Depois desta análise, é evidente que se a Montanha lutava continuamente contra o partido da ordem em prol da república e dos chamados direitos do homem nem a república nem os direitos do homem constituíam seu objetivo final, da mesma maneira por que um exército ao qual se quer despojar de suas armas e que resiste não entrou em luta, com o objetivo de conservar a posse de suas armas.
Logo que se reuniu a Assembléia Nacional, o partido da ordem provocou a Montanha. A burguesia sentia agora a necessidade de acabar com a pequena burguesia democrática, assim como um ano atrás compreendera a necessidade de ajustar contas com o proletariado revolucionário. Apenas, a situação do adversário era diferente. A força do partido proletário estava nas ruas, ao passo que a da pequena burguesia estava na própria Assembléia Nacional. Tratava-se, pois de atraí-los para fora da Assembléia Nacional, para as ruas, e fazer com que eles mesmos destroçassem sua força parlamentar antes que o tempo e as circunstâncias pudessem consolidá-la. A Montanha precipitou-se de corpo e alma na armadilha.

• A solicitação: Transcreva o trecho sobre a Montanha e o partido da ordem de "Depois desta análise, é" a "de suas armas.", sem alterar nenhuma palavra.

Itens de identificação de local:
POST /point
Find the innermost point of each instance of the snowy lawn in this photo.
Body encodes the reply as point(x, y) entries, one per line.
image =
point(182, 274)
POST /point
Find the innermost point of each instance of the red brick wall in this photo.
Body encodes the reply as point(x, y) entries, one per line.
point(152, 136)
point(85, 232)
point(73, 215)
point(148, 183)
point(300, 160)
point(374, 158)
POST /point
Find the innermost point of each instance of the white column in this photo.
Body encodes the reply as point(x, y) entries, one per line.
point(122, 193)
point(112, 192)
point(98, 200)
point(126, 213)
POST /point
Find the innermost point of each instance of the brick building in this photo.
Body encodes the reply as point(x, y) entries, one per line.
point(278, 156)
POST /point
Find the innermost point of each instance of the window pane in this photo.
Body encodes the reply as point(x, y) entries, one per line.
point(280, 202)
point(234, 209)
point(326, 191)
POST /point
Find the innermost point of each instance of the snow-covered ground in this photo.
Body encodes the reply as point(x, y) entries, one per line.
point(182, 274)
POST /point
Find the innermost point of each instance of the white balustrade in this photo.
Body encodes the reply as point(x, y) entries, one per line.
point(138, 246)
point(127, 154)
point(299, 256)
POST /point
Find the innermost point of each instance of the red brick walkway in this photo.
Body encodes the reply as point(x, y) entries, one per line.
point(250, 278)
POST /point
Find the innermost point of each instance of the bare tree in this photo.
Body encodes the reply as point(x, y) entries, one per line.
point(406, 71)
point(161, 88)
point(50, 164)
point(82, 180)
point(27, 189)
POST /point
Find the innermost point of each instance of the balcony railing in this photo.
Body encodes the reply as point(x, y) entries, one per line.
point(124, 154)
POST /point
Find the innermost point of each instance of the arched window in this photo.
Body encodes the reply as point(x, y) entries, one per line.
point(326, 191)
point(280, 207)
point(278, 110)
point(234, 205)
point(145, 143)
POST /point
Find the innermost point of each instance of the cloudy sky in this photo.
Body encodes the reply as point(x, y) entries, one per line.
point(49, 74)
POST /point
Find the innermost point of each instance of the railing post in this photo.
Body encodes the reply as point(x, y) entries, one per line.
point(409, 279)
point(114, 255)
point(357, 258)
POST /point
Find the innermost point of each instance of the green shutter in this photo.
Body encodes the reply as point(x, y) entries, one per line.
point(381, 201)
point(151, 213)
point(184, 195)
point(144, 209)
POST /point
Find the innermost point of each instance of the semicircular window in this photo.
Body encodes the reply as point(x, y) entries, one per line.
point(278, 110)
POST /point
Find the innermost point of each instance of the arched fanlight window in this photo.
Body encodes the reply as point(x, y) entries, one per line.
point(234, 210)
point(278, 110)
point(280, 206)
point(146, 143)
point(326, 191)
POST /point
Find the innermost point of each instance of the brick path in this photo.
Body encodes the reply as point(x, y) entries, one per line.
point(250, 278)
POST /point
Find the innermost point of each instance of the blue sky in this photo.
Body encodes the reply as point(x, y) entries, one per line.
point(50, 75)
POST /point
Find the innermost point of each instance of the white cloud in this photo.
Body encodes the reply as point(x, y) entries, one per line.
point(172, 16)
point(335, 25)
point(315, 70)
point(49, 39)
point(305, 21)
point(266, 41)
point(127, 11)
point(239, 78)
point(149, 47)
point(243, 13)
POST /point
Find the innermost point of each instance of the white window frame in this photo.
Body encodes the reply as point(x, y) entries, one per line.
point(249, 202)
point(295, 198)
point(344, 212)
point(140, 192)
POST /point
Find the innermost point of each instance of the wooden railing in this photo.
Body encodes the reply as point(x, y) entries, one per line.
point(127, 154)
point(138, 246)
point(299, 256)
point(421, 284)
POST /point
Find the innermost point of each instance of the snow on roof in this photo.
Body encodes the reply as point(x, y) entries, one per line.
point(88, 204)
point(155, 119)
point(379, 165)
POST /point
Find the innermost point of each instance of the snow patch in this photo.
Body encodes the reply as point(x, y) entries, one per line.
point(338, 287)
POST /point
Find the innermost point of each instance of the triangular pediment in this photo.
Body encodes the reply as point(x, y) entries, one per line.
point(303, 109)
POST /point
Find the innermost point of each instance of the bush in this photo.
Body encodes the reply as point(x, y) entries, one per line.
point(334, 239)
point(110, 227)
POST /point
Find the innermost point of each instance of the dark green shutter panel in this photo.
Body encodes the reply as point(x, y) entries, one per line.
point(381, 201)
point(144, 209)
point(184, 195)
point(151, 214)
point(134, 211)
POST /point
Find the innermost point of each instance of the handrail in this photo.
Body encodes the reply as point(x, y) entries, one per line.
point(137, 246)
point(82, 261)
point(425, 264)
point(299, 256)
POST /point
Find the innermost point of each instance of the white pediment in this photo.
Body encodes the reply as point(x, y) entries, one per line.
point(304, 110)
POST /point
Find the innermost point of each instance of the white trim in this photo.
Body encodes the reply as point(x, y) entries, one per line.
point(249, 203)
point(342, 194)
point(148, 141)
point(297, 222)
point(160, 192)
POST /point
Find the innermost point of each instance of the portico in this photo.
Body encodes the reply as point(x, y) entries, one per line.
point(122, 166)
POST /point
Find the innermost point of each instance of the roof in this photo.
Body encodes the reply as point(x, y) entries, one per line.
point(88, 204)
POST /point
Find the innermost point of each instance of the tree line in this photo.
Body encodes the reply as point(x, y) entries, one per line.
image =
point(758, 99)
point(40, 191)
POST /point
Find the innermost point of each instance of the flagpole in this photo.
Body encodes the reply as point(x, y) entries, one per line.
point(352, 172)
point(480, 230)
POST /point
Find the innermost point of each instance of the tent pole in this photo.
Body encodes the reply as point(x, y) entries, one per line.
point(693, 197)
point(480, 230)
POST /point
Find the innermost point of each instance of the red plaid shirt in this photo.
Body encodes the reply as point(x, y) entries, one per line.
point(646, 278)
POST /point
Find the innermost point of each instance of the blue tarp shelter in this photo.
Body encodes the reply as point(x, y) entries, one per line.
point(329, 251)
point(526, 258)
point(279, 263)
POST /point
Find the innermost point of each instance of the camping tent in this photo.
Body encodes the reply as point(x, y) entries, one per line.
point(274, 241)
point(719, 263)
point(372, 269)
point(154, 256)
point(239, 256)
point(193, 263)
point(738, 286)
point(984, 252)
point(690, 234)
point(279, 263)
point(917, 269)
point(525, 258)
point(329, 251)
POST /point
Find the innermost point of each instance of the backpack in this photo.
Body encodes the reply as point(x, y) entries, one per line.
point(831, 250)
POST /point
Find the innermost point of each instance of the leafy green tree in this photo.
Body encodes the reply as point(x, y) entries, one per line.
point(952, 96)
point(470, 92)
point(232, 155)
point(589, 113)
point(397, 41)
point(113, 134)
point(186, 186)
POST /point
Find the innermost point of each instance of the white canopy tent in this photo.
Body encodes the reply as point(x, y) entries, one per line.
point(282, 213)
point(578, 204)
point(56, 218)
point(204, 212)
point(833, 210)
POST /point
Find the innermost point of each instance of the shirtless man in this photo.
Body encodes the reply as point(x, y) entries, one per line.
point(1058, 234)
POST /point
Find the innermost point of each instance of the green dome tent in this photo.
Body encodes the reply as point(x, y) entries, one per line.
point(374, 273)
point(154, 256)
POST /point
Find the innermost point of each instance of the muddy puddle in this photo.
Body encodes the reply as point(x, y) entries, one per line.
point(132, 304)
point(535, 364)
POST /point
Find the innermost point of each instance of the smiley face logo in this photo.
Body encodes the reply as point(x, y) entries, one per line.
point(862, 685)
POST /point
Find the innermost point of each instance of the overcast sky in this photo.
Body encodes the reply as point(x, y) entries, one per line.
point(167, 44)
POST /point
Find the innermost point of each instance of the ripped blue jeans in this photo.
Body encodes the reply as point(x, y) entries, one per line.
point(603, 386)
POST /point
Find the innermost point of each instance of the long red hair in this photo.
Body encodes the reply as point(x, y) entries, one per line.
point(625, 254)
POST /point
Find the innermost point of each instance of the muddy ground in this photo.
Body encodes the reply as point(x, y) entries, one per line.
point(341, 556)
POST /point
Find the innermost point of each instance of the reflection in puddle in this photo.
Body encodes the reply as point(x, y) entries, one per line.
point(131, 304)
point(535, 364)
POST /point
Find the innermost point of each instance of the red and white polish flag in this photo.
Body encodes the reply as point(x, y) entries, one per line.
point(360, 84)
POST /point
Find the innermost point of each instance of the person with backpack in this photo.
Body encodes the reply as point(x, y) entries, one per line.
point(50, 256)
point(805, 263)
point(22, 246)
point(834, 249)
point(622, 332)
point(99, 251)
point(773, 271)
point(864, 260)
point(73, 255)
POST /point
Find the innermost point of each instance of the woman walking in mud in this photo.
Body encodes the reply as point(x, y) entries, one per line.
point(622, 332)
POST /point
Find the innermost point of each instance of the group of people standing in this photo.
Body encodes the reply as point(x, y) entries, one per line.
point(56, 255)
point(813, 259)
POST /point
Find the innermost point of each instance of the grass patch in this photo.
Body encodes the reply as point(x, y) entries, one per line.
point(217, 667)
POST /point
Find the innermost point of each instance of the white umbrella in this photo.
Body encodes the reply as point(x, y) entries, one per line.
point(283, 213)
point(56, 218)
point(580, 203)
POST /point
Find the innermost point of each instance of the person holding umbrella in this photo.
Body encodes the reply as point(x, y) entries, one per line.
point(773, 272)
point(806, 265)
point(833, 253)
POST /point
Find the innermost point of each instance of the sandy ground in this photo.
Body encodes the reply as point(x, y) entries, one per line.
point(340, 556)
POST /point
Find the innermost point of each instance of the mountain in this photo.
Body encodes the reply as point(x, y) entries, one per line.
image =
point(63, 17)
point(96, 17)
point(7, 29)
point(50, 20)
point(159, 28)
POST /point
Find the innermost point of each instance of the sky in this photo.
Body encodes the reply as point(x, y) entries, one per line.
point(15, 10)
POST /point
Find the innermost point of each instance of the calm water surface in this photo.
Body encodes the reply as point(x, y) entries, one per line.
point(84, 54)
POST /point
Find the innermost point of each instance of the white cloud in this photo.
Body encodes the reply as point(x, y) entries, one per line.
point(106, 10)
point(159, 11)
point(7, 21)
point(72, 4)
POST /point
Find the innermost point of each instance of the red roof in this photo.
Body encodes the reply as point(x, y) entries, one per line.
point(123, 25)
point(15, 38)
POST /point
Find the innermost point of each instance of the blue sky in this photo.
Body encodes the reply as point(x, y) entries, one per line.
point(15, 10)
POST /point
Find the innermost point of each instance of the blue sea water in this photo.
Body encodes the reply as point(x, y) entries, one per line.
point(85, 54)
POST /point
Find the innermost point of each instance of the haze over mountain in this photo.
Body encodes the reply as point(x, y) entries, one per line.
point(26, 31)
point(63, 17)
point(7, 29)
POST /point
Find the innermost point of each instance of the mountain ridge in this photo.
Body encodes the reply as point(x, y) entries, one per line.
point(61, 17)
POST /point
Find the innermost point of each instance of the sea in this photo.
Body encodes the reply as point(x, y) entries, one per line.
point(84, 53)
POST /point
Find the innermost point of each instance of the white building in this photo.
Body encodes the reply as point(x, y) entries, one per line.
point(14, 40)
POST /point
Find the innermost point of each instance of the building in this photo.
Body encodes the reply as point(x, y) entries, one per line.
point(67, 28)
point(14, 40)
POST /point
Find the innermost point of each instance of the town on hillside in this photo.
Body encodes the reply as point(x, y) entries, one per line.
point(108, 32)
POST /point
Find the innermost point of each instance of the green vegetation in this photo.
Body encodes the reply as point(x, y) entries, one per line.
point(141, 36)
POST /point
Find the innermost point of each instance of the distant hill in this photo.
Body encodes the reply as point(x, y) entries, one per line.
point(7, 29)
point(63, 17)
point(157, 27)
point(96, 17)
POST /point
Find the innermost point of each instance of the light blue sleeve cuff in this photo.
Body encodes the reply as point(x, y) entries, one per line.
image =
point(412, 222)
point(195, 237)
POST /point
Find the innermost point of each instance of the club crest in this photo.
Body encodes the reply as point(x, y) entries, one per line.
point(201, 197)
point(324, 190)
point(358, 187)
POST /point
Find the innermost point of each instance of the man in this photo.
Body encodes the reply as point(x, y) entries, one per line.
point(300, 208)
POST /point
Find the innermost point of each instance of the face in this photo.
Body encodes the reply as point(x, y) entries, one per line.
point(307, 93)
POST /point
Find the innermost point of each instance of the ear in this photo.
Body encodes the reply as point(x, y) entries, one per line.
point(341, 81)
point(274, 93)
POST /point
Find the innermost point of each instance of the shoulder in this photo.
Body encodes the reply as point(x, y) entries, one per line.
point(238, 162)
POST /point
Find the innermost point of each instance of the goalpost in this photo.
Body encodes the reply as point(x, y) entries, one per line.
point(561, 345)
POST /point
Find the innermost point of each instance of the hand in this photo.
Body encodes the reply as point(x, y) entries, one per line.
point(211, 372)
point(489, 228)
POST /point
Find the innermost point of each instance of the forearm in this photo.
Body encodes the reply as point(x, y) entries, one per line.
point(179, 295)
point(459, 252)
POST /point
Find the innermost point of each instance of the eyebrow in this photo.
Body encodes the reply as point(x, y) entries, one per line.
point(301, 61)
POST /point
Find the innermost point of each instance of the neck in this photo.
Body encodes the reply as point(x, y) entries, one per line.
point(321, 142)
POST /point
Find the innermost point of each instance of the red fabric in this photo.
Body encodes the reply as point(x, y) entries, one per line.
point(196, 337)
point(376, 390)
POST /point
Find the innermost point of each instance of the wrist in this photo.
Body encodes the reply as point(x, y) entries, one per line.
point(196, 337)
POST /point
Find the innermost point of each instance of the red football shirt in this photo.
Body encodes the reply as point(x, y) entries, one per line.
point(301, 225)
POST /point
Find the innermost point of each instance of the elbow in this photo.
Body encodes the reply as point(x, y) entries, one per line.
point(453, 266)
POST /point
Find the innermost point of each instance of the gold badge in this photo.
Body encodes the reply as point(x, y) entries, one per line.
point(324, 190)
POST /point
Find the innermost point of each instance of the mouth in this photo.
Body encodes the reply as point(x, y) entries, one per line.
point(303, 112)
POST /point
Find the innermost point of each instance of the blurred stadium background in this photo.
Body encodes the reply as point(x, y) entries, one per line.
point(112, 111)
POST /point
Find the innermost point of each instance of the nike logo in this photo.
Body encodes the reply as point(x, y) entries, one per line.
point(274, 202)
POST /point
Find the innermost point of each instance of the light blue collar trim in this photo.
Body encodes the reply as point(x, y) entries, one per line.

• Exercício concluído:
Depois desta análise, é evidente que se a Montanha lutava continuamente contra o partido da ordem em prol da república e dos chamados direitos do homem nem a república nem os direitos do homem constituíam seu objetivo final, da mesma maneira por que um exército ao qual se quer despojar de suas armas e que resiste não entrou em luta, com o objetivo de conservar a posse de suas armas.